START Provided information

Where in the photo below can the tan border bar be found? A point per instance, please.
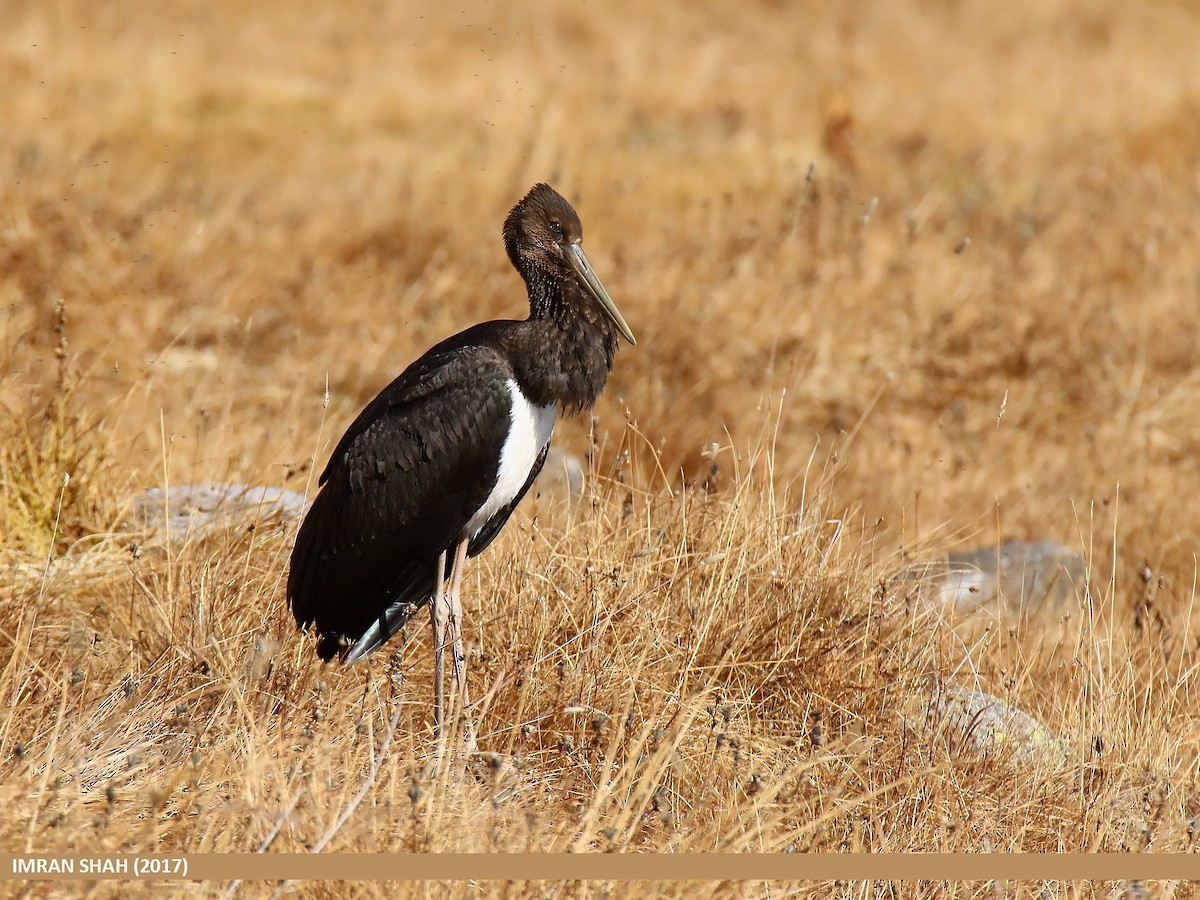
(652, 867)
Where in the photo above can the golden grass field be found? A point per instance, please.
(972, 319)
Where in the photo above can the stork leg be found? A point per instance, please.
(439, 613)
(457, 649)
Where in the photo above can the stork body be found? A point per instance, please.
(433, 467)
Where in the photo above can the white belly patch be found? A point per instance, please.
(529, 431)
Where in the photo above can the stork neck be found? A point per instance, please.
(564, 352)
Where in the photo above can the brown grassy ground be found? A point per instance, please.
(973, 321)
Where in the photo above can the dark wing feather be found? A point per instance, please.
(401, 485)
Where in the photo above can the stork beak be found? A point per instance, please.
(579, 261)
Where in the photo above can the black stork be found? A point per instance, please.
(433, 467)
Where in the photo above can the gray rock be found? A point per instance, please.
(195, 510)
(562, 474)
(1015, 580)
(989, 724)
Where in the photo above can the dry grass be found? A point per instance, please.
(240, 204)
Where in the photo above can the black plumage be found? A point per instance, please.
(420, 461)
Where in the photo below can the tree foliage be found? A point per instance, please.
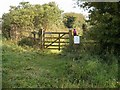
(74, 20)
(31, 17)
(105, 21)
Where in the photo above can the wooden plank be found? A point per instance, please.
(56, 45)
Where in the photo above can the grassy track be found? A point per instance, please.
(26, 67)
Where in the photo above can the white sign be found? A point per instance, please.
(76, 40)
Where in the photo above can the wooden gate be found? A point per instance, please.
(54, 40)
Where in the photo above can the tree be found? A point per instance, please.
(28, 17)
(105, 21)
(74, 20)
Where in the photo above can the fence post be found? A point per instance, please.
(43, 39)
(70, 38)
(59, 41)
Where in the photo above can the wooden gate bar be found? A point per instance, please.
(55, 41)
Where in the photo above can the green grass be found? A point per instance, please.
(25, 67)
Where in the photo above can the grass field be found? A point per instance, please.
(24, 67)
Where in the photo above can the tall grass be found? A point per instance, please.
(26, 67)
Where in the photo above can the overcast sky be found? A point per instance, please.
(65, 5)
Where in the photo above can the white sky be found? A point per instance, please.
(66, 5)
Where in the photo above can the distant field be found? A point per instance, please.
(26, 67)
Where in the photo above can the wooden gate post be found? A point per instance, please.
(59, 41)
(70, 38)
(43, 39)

END Provided information

__Exercise instructions__:
Copy out word for word the part of the items that begins with the line containing "Where in the photo above can the tall" and continues to the end of the items.

__Result below__:
Where in the photo above can the tall grass be found? A point per instance, please.
(26, 67)
Where in the photo above can the overcast sky be found? A point per instance, please.
(65, 5)
Where in the photo above can the white sky be found? A point per instance, please.
(66, 5)
Where in the photo above can the distant field be found? A point per instance, please.
(26, 67)
Where in the photo above can the wooden gate post be found? A point per instance, please.
(59, 41)
(70, 38)
(43, 39)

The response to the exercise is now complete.